- Work to be completed -
Without changing a single word, set down all of the records.

+ + + +

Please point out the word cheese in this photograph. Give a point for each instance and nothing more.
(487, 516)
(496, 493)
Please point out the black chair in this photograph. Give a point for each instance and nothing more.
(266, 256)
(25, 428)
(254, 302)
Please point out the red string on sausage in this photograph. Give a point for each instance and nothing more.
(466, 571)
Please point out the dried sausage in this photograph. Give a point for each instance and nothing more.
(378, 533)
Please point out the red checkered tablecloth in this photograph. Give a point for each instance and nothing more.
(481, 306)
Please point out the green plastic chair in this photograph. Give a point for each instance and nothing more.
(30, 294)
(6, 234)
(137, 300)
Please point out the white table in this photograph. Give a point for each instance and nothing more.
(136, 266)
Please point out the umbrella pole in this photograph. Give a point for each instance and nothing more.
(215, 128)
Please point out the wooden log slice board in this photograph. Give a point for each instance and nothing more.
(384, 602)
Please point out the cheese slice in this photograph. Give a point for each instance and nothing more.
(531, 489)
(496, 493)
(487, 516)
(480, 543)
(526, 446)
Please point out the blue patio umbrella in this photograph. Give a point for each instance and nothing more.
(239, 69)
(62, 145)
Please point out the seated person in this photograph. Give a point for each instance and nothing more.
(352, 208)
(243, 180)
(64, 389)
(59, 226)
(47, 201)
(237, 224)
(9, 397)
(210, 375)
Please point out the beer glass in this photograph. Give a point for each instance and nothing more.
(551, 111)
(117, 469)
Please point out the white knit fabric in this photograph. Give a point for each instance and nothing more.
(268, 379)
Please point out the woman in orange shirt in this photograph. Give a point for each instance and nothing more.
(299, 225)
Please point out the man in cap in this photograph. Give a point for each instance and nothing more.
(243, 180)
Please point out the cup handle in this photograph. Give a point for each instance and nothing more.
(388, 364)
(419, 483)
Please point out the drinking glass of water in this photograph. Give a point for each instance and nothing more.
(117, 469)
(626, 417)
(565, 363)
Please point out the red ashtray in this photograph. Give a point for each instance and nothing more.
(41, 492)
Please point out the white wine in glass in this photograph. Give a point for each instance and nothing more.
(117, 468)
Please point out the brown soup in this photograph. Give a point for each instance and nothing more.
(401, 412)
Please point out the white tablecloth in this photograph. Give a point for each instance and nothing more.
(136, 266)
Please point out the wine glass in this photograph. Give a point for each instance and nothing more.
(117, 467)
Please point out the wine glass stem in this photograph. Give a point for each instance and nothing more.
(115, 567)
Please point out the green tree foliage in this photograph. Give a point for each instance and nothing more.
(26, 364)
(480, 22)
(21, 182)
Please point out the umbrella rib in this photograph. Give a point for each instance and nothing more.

+ + + +

- Completed task -
Please point out the word cheese in this photograph. Give a point for each instance and nothing more.
(487, 516)
(496, 493)
Please point out the black chair in this photograph. Give a point for each instance and nothing more.
(266, 256)
(25, 428)
(254, 302)
Please point out the red string on sausage in this photograph. Give a point for each instance and nothing more.
(466, 571)
Please point out the dried sausage in this photograph. Give a point for each instance and nothing more.
(378, 533)
Please point out the red checkered tablecloth in this photograph. Give a point for each instance and nothing more.
(481, 306)
Please point out the green plastic chair in this photograph. Give a point for each instance and nothing more.
(30, 294)
(6, 234)
(137, 300)
Please point out the white table in this photograph. Give a point for each instance and nothing more.
(136, 266)
Please point out the umbrella pole in this photograph. Give a point for each instance and nothing more.
(215, 128)
Please point out the wooden log slice board in this photograph. Give a point for each instance and nothing more.
(384, 602)
Please point out the cheese slice in this photograph. Give a point for each instance and nothing more.
(531, 489)
(496, 493)
(487, 516)
(480, 543)
(526, 446)
Please point out the blue patio umbrella in this photograph. Give a point for each instance and nothing more.
(239, 69)
(62, 145)
Please point out the seated person in this photograph. Give a point for each instance and nothing more.
(352, 208)
(243, 180)
(64, 389)
(59, 226)
(47, 201)
(237, 224)
(9, 397)
(210, 375)
Please point out the beer glass in this photograph. Give a point for each instance and nothing more.
(551, 111)
(117, 469)
Please point out the white knit fabric in this photograph. Give a point for each instance and nothing more.
(268, 379)
Please point out the woman in orange shirt in this photograph. Give a point for each instance and nothing more.
(299, 225)
Please point out the man in cap in this photograph. Give a point for each instance and nothing more.
(243, 180)
Please point out the cup handle in this photograph. Give a point for each instance and nothing more.
(388, 364)
(419, 483)
Please point out the drinking glass of water in this photograph. Give a point for each instance and nothing more.
(117, 469)
(626, 417)
(565, 363)
Please point out the red ashtray in this photograph. Give a point for each instance and nothing more.
(41, 492)
Please point out the white wine in glass in this photograph. Give a point for each instance and nothing more.
(117, 468)
Please point out the brown soup in this photograph. Give a point for each instance and nothing more.
(401, 412)
Please point out the white tablecloth in this photograph. Give a point for each instance and nothing more.
(136, 266)
Please point out the wine glass in this photograph. Give a point for each instance and nothing more.
(117, 467)
Please point out the wine glass stem in this photograph. Give a point for each instance and nothing more.
(115, 567)
Please point out the green tree foliage in this photograph. Give a point for each instance and nothing more.
(26, 364)
(480, 22)
(21, 182)
Please point out the umbrella rib in this photograph. Give a point for each instance and nothing more.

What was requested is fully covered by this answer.